WRITTEN INSTRUCTION
Find the line containing "Exercise. Spot the shadow". Return it and every line after it, unchanged, up to and including the last line.

MATERIAL SUPPLIED

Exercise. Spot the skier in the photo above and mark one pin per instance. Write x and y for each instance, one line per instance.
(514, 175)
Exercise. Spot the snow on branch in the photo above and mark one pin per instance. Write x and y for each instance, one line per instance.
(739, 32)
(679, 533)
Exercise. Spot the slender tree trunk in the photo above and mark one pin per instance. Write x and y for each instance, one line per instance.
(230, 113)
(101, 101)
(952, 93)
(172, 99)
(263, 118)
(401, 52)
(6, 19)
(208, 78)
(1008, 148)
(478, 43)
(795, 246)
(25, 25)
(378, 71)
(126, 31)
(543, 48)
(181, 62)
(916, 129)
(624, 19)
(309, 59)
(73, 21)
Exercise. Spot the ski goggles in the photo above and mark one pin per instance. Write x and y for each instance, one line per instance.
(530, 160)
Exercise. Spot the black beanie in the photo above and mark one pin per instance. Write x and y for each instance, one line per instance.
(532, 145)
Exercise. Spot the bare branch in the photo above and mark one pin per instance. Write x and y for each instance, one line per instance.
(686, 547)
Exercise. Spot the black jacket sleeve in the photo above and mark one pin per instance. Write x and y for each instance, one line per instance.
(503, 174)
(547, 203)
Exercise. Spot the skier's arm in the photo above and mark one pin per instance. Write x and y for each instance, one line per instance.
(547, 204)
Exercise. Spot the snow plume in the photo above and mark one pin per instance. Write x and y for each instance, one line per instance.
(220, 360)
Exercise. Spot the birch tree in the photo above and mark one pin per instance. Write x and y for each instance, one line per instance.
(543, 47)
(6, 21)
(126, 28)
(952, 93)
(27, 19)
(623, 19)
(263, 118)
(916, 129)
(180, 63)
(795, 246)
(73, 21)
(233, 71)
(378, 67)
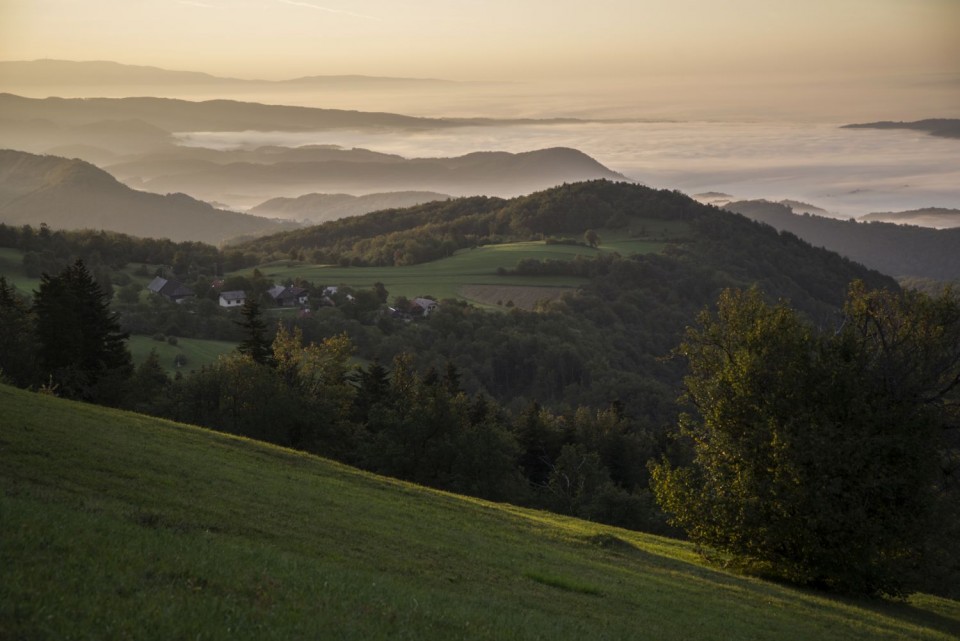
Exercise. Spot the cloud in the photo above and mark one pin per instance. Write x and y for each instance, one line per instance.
(309, 5)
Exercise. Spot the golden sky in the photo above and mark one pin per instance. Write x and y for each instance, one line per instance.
(494, 39)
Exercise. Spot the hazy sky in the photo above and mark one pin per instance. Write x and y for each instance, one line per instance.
(493, 39)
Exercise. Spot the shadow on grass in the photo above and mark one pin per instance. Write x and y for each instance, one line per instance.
(872, 611)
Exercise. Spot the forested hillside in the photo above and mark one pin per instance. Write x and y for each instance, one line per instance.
(73, 194)
(898, 250)
(559, 408)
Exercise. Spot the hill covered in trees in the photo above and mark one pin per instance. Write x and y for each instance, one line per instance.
(898, 250)
(559, 408)
(319, 208)
(73, 194)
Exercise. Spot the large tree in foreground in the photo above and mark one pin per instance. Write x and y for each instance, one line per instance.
(82, 351)
(818, 455)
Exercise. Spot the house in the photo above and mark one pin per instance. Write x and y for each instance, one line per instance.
(235, 298)
(288, 296)
(426, 306)
(172, 290)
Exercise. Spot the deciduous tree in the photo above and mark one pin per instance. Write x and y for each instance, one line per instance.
(816, 454)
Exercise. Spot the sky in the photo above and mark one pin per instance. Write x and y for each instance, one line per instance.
(509, 40)
(836, 60)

WORKED ANSWER
Exercise. Spot the shadow on grass in the photo above and mark one pin per instance. Write x and y for each instance, one line per instance.
(872, 611)
Exercise. Spot the forested hillside in the photo above and mark one pin per instance. Write x and y for each instance, one line per instance.
(73, 194)
(898, 250)
(559, 408)
Exercise. Spot the hill covered in trees in the photo above and mark one pin per instance. Write x and y for each instance, one line per instance.
(898, 250)
(559, 408)
(319, 208)
(73, 194)
Exercise. Spot the large tree in foreground in the photo above and mark one pin per instance. Write x and y for each instance, one line per instance.
(82, 351)
(818, 455)
Exercise. Spot the house in the photo above and mark one pin per instance. Write x and y for each instance, one line per instance.
(235, 298)
(288, 296)
(426, 306)
(172, 290)
Exercise. Spot the deciduous tree in the photo above and mark one pin per instance. Write x and y for each instance, one line per instance.
(816, 454)
Exercise. Spot the sky in the photo above and mark one pin per instance. Write x and y for each instance, one line per instance.
(509, 40)
(836, 60)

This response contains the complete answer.